**Data for this task**
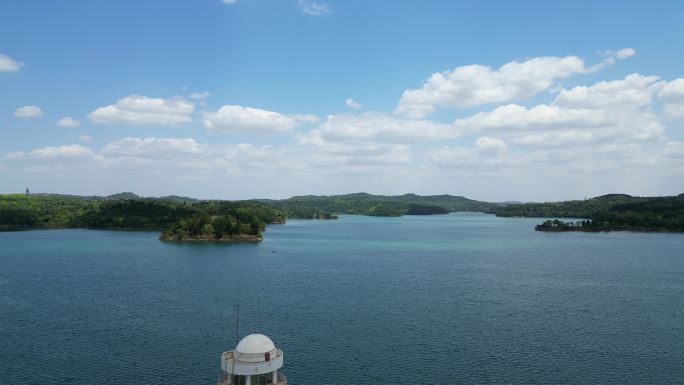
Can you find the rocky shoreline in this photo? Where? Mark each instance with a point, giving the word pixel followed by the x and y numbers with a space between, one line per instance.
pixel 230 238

--

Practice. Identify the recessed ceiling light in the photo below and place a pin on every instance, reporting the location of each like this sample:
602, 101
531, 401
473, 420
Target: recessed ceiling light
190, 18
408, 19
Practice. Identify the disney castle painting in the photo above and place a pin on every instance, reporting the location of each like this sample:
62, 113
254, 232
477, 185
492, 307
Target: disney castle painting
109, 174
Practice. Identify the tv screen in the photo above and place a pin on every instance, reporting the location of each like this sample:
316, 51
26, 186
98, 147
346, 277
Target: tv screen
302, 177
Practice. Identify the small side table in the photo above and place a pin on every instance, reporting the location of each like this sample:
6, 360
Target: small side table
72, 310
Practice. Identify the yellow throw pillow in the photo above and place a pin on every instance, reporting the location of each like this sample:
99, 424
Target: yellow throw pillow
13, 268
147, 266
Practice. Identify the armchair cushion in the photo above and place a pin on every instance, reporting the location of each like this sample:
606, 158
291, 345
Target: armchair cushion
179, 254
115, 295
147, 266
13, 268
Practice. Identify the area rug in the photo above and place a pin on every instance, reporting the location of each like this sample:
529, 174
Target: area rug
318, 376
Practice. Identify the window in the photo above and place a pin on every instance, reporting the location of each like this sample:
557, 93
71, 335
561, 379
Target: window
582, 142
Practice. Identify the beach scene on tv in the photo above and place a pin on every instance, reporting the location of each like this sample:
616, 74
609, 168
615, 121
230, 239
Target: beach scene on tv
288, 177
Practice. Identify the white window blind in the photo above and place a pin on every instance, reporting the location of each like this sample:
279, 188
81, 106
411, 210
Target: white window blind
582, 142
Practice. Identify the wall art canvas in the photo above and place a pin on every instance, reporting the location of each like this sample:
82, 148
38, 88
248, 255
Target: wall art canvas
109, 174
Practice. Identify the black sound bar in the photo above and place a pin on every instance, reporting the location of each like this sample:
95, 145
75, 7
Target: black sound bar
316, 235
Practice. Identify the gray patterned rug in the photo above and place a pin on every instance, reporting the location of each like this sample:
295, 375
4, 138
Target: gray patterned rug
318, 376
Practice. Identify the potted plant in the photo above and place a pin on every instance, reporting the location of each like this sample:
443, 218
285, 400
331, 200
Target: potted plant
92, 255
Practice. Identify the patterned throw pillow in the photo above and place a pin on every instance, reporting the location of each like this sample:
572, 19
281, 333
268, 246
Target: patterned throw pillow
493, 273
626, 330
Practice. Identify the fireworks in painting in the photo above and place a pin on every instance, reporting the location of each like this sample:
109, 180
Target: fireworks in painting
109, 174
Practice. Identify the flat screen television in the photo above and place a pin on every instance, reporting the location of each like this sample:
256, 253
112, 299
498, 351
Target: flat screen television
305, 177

---

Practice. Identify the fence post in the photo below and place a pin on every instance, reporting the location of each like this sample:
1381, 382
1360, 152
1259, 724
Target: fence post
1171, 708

**Directions for this task**
Would you copy every line of the entries that includes the word "below"?

**Answer to this exercise**
Practice. Identify the recessed ceiling light in the photo below and place a pin on every instance, reporting the location of each like this sample:
Practice. Identify the fence post in the photo below and place a pin on every instance, reporting the location of each like this sample:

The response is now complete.